TASK STATEMENT.
Collect every line of the entries below that contains the string "chin", and copy each one in full.

== STORED ROWS ==

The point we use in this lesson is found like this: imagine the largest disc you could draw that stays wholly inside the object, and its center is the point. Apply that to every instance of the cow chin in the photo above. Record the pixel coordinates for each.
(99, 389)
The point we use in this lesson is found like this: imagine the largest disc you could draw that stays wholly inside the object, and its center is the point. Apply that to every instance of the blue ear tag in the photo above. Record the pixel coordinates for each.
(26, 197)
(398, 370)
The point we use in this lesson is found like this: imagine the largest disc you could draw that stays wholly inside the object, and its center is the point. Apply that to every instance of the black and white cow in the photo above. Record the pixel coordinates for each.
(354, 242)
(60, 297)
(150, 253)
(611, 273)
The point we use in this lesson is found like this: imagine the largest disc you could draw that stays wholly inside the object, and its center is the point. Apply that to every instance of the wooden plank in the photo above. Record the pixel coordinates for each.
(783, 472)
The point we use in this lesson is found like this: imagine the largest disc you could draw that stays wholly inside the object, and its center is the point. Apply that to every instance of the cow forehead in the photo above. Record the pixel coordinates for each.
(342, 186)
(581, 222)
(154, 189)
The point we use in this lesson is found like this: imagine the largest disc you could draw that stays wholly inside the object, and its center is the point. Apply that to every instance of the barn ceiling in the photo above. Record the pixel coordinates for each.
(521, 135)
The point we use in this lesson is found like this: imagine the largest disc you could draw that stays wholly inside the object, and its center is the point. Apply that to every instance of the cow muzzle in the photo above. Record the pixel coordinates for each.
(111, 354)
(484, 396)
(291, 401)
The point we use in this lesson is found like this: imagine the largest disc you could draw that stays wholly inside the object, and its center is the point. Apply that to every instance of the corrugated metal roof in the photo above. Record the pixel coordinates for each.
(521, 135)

===
== STORED ROWS ==

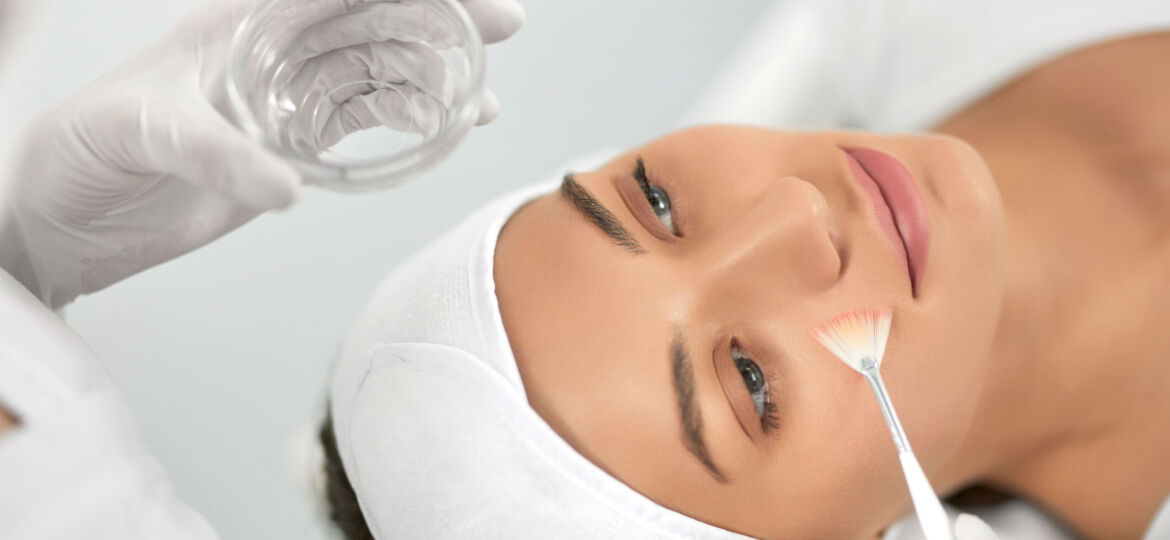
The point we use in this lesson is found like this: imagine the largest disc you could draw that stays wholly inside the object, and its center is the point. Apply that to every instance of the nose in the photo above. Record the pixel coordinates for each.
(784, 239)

===

EXERCISE OUTPUT.
The point we use in this lesson is found like this: imagine the largest disc you could draw that stays wholly inside the object, and its center is the point. Apply that to every instance of the cow chin in the photo above. Record the pixel coordinates for each.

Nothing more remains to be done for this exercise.